GIVEN RECORDS:
•••••

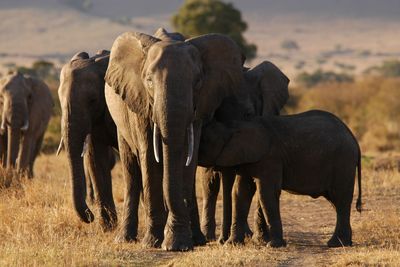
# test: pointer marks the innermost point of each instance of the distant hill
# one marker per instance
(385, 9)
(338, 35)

•••••

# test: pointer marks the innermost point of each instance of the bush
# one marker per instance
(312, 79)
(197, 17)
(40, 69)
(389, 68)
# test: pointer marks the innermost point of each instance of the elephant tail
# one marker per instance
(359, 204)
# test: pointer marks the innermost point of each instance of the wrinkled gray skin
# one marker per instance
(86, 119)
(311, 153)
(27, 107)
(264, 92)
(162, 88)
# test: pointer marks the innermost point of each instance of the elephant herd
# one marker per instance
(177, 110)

•••••

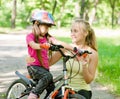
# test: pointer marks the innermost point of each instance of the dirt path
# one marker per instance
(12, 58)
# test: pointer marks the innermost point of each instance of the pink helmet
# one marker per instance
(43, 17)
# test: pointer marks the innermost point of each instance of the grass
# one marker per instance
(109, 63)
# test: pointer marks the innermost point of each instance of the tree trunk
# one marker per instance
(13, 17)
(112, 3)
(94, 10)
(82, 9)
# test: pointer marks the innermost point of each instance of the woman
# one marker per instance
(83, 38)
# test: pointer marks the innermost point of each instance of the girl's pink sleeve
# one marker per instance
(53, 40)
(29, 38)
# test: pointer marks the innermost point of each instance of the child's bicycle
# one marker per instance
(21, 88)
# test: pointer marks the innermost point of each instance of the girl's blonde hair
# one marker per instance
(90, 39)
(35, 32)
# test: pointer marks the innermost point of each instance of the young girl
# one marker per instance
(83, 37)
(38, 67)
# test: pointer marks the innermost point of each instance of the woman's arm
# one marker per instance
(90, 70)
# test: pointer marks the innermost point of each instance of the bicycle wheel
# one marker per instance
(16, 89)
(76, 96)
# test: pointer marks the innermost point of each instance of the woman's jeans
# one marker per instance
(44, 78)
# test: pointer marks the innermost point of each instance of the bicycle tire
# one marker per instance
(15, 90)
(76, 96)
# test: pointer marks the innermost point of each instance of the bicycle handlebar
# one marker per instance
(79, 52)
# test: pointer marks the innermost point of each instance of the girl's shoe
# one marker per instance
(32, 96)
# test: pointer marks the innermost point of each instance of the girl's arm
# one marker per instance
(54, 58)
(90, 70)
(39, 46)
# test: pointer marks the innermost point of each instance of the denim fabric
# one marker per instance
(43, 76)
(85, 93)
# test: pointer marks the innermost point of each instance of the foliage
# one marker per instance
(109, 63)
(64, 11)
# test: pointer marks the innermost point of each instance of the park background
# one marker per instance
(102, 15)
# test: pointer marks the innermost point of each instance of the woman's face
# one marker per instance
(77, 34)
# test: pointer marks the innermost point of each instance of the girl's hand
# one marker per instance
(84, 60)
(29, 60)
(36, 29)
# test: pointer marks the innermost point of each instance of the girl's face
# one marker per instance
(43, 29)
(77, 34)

•••••

THE TASK:
Note each line above that contains "face" and copy it out.

COMPLETED EXERCISE:
# test: pointer marks the innermost point of each instance of the woman's face
# test: pointer marks the innermost point of each instance of the girl's face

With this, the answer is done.